Work to be completed:
Retype the material below word for word, starting at its beginning and ending with the line that contains "top-left (742, 479), bottom-right (765, 504)". Leave the pictures out.

::::

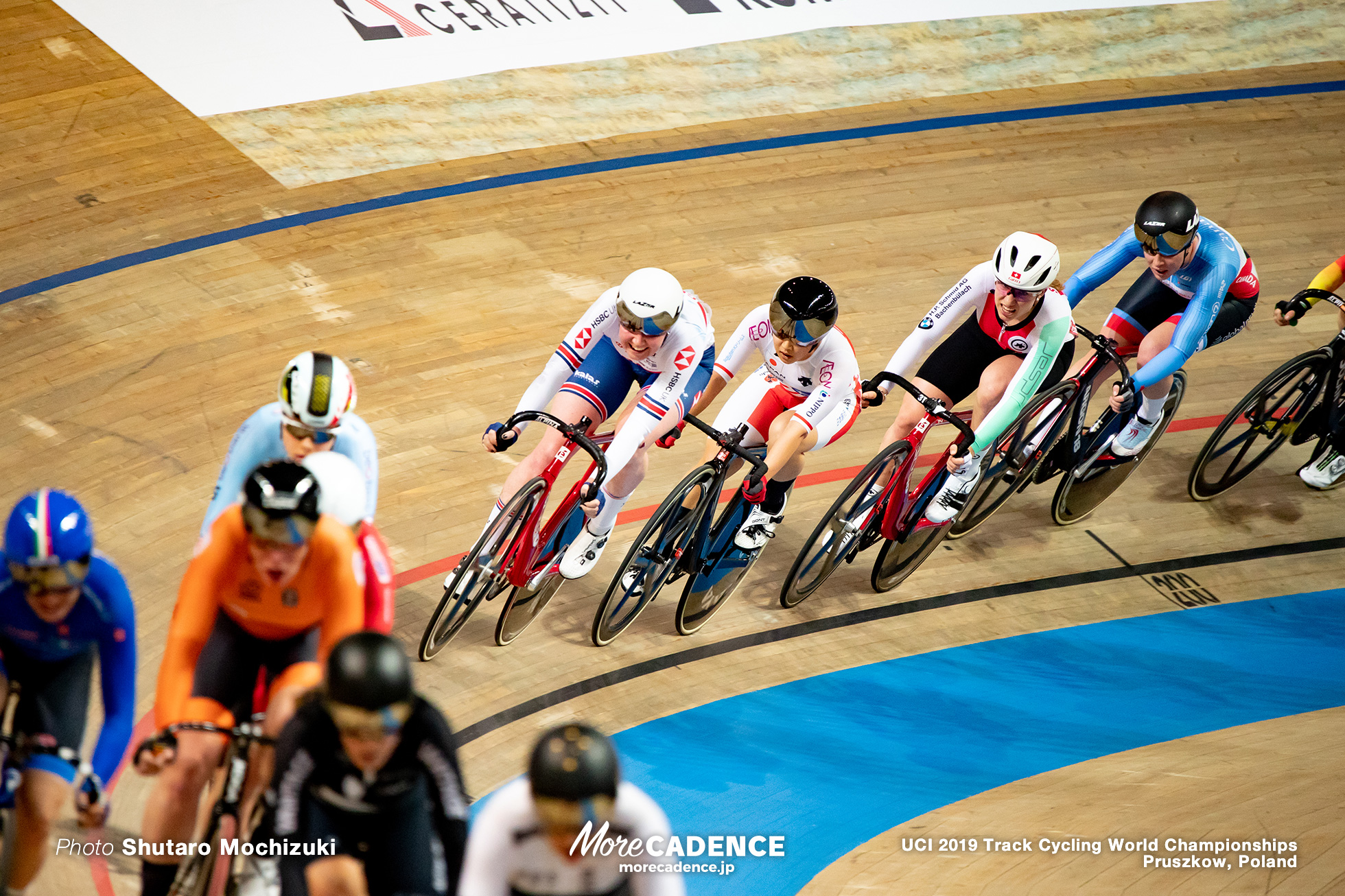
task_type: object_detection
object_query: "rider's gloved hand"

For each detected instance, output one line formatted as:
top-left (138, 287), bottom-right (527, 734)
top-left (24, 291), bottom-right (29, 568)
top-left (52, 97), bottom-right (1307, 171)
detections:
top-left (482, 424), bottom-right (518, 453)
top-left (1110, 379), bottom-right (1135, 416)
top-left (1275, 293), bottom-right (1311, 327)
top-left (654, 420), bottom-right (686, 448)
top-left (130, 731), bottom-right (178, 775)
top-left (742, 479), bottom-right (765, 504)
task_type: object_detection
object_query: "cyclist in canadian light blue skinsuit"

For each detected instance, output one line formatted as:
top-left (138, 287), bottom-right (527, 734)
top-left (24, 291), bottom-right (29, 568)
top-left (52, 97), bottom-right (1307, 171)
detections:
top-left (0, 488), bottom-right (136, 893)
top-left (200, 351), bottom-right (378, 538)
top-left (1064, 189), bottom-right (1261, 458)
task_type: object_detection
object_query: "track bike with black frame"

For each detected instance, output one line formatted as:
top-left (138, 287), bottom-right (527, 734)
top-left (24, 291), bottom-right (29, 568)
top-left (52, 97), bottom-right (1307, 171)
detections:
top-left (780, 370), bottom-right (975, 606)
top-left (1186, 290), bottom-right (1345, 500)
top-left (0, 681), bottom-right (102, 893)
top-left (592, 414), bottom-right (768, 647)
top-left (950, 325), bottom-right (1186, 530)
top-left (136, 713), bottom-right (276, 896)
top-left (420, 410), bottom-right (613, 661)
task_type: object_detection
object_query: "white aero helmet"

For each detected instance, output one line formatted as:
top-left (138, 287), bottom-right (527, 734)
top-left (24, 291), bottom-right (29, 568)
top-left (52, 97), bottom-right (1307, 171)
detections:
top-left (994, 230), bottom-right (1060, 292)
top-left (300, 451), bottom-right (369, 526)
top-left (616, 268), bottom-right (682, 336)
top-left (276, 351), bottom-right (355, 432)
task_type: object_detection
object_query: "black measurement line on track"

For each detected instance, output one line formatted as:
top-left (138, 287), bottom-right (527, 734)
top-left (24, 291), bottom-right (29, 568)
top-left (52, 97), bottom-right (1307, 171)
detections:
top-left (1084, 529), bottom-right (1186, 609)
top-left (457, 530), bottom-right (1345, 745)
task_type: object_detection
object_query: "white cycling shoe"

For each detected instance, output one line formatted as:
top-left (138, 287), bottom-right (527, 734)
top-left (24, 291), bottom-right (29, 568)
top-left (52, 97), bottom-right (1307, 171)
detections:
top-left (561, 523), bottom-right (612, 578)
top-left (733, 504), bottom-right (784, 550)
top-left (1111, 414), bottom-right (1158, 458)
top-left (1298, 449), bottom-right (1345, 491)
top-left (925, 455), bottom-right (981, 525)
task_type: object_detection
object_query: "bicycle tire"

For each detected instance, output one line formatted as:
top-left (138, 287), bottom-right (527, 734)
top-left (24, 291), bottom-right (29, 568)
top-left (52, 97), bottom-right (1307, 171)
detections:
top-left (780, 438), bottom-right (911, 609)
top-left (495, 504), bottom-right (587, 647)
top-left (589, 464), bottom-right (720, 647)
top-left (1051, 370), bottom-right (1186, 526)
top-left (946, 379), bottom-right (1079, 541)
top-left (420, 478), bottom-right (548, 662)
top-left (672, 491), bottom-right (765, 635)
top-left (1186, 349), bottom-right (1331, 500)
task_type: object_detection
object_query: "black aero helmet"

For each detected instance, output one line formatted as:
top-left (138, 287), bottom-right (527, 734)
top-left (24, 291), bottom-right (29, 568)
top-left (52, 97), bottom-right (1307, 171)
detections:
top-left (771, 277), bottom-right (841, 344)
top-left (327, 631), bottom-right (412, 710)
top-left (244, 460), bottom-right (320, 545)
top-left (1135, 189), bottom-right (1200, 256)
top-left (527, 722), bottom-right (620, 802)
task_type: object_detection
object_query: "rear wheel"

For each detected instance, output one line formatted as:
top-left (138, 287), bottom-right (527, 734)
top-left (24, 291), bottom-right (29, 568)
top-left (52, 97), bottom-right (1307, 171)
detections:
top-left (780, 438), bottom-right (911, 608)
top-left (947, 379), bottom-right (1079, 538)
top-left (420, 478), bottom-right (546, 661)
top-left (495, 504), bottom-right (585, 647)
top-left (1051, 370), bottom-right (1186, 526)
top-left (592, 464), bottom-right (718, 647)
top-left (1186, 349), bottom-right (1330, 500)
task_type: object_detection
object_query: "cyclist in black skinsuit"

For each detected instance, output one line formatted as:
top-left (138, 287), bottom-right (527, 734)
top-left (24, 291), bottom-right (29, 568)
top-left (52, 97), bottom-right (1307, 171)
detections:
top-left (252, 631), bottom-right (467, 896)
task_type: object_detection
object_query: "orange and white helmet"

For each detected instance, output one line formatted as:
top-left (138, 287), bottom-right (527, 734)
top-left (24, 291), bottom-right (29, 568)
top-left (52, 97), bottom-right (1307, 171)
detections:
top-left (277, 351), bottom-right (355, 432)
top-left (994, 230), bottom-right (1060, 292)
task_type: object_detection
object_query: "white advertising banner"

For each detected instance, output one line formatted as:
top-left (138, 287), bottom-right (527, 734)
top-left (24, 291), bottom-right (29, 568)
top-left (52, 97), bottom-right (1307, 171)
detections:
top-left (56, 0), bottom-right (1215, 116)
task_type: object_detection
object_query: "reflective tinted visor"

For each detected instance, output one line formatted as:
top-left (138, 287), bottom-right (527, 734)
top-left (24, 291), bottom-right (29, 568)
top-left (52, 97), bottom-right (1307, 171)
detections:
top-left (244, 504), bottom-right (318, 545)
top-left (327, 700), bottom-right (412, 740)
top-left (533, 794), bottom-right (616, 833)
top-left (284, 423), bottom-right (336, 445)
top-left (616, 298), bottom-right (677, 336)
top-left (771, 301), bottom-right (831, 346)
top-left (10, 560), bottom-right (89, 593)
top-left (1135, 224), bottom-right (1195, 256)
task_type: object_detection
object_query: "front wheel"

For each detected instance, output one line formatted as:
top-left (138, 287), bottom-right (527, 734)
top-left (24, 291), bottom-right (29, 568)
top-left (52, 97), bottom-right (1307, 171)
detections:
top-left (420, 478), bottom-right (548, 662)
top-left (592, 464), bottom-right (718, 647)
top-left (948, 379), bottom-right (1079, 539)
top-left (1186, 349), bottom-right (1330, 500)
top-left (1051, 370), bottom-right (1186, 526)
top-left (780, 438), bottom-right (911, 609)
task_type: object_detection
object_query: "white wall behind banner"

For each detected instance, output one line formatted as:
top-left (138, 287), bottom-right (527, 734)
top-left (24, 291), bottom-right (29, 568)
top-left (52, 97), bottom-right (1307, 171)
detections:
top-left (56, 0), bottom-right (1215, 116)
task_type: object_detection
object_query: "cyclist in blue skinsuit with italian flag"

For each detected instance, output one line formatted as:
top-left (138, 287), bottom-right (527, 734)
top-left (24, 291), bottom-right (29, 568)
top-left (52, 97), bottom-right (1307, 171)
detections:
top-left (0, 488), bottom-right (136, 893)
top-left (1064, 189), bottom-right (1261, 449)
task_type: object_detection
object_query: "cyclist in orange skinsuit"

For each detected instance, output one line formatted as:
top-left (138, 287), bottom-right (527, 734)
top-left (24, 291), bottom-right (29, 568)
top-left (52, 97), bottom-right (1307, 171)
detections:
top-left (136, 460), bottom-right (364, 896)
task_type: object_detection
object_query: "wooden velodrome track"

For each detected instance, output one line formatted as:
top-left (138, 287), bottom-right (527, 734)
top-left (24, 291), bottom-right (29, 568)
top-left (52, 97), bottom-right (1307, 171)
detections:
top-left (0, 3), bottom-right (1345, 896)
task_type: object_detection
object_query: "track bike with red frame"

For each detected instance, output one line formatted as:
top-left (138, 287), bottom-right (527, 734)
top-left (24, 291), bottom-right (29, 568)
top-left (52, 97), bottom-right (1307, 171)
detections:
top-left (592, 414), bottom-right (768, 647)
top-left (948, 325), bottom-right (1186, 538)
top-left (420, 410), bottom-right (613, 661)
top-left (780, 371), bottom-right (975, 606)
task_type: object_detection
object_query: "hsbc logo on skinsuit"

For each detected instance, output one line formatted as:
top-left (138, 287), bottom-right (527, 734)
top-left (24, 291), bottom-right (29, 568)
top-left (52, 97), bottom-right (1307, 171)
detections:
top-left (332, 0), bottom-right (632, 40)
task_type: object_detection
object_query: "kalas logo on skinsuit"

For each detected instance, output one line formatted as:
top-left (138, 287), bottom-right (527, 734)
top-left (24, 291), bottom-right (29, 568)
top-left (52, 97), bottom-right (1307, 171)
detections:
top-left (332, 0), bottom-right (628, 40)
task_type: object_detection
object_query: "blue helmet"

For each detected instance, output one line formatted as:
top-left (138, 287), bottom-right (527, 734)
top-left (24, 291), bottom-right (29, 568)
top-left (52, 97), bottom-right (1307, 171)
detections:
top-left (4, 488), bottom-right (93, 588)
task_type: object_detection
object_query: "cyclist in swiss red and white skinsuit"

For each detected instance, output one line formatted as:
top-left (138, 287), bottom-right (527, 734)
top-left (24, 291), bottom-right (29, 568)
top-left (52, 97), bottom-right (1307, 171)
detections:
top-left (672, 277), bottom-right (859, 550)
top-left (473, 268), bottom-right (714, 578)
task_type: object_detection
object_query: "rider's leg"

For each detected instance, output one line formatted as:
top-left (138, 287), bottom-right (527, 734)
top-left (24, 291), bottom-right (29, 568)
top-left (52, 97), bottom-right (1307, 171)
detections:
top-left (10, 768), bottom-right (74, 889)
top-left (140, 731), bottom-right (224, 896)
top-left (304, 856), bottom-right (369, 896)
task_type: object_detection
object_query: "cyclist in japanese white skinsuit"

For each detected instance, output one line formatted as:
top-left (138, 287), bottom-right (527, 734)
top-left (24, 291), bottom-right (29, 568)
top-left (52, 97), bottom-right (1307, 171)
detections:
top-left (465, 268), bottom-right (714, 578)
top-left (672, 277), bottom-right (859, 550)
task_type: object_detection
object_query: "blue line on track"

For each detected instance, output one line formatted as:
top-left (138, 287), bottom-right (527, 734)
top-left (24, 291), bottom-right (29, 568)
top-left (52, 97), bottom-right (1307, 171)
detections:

::::

Correct response:
task_type: object_detection
object_query: "rider's gloved hand"

For each detected instance, output one line formatted as:
top-left (138, 287), bottom-right (527, 734)
top-left (24, 291), bottom-right (29, 568)
top-left (52, 97), bottom-right (1307, 171)
detections:
top-left (482, 424), bottom-right (518, 453)
top-left (1110, 379), bottom-right (1135, 416)
top-left (1275, 293), bottom-right (1311, 327)
top-left (654, 420), bottom-right (686, 448)
top-left (130, 731), bottom-right (178, 775)
top-left (742, 479), bottom-right (765, 504)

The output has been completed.